Page excerpt —
──────────────────────────────

Yes but how does that happen.
depends on the drug, for example, the ester in aspirin is readily hydrolyzed
a lot of things eventually will be subjected to oxidation by reaction with atmospheric oxygen - it isn't necessarily fast but it happens
>en.wikipedia.org
Wow nice going idiot.
Nobody asked for the biological half life.
It was asked how long a substance takes to degrade just sitting on it's own.
It's incredibly how stupid you are.
So it's only oxidation?
What if you kept the medicine in an oxygen free container?
Also wouldn't only the outer part of the pill degrade? How would oxygen penetrate further than that to degrade the entire pill?
what if they were in a vacuum?
come on friend, this used to be a nice board
Sorry I'm angry because I've lost control of my life.
learn to read retard
>A biological half-life or elimination half-life is the time it takes for a substance (drug, radioactive nuclide, or other) to lose one-half of its pharmacologic, physiologic, or radiological activity.
learn to use google if you cant word your question properly
*hugs*
yet that wiki article and the one it links to ONLY explains about half life inside the body
thx
:^)
>learn to use google if you cant word your question properly
bump
Keeping them in an inert atmosphere or vacuum would very likely extend the lifetime but there are other methods of degradation than oxidation.
As mentioned there is hydrolysis, there are also self-reactive molecules.
Oxgyen would also be able to slowly diffuse through the medication is it is typically a "loosely" (on the molecule scale) packed solid with nanoscopic gaps for small gas molecules to pass through,
Slow board. No reason to bump.
They don't actually expire, it's a conspiracy to force good goys to buy new medicine constantly.

──────────────────────────────

Available data —
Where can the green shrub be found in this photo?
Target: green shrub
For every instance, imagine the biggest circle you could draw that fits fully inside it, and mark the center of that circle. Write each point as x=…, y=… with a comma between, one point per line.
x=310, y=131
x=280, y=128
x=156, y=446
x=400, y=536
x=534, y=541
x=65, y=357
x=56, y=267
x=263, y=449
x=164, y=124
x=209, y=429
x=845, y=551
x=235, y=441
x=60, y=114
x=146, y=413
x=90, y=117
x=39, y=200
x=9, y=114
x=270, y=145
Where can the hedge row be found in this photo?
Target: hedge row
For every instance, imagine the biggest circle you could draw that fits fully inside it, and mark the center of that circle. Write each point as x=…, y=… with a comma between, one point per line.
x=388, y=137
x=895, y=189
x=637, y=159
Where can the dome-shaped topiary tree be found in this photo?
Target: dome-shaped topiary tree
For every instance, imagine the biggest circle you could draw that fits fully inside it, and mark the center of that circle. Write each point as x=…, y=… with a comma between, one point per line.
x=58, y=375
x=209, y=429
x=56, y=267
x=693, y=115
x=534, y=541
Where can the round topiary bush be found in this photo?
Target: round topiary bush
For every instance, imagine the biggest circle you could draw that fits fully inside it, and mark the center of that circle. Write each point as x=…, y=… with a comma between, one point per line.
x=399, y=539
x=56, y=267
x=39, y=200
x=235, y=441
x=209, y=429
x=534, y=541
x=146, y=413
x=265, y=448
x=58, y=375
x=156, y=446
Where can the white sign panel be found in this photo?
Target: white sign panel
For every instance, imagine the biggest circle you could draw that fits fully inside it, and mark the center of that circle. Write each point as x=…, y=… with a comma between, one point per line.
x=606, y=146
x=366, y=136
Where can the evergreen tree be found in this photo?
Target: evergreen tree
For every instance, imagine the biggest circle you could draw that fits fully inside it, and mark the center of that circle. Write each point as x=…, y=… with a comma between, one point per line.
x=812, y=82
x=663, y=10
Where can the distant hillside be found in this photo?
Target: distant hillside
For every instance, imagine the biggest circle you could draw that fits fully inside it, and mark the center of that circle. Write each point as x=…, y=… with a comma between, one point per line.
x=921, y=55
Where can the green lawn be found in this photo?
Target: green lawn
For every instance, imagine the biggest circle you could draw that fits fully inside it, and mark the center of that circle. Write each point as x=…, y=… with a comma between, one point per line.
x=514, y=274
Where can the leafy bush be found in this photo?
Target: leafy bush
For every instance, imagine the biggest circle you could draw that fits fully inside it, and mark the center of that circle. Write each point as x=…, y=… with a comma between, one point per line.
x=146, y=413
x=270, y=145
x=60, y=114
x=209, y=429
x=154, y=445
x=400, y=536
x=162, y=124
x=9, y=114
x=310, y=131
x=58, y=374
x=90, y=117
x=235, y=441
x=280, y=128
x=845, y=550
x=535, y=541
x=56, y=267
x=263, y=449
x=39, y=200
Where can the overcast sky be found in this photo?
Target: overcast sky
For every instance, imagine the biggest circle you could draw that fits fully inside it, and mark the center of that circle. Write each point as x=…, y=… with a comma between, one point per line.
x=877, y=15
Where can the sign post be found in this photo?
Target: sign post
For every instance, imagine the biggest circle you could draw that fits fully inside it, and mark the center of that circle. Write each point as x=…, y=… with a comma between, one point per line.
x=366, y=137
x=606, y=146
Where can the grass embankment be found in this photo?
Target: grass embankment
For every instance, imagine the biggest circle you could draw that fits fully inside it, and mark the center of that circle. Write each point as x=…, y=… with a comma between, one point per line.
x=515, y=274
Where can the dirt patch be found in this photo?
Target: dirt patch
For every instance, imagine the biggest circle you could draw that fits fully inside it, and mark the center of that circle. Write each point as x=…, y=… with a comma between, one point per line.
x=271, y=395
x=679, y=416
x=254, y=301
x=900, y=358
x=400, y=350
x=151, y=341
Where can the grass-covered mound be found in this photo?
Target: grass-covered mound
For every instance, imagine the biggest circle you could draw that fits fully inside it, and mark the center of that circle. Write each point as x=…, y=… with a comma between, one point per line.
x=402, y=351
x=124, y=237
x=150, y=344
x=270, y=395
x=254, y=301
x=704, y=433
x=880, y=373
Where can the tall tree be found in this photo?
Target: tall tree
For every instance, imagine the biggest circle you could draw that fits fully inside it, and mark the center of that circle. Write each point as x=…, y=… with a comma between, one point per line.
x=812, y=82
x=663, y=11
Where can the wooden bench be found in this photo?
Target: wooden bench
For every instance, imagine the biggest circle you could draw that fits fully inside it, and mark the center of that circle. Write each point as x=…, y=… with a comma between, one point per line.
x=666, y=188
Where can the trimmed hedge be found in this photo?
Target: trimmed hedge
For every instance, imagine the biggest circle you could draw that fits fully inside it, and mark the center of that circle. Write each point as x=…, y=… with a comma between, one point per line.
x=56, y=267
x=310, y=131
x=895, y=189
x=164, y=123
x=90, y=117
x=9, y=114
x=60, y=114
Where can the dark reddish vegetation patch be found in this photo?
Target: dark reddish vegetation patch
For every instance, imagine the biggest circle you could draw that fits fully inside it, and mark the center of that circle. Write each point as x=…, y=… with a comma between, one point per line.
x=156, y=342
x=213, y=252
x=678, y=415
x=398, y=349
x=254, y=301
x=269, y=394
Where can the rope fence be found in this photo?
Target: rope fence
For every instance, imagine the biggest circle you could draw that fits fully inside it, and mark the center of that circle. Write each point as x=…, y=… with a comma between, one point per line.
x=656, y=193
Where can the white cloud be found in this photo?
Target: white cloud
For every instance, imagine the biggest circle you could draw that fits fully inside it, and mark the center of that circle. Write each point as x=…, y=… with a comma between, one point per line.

──────────────────────────────

Activity list —
1. In the forum thread on how medicine degrades, which part of aspirin is said to be readily hydrolyzed?
2. Continue the forum thread on how medicine degrades, starting after its last post.

Task responses —
1. The ester.

2.
Depends on a case to case basis, some ointments become thick and dry. Some substances react with air and some mixtures start to separate again over time.
The expiration date basically just means the manufactures guarantee that the drug stays in best condition and potency in that time frame.
Most of the time you can still use the medicine for years after expiration date. But if it is for a potentially lethal disease, you probably don't want to take chances.
/thread
Depends on the drug. For example, some drugs are very insoluble and so have been specially formulated to have almost no crystal form (amorphous solid) or to have an unusual crystal form. This is not a thermodynamically stable state and the drug can spontaneously revert to its more stable state, usually because of the presence of water in the atmosphere that is slowly absorbed by the tablet.
If the drug forms its favored crystal, which is thermodynamically favorable, then solubility can go down enormously and the drugs become nearly useless.
Older drugs are probably not made with this kind of tech so they'd expire (if they did expire) through other kinds of degradation.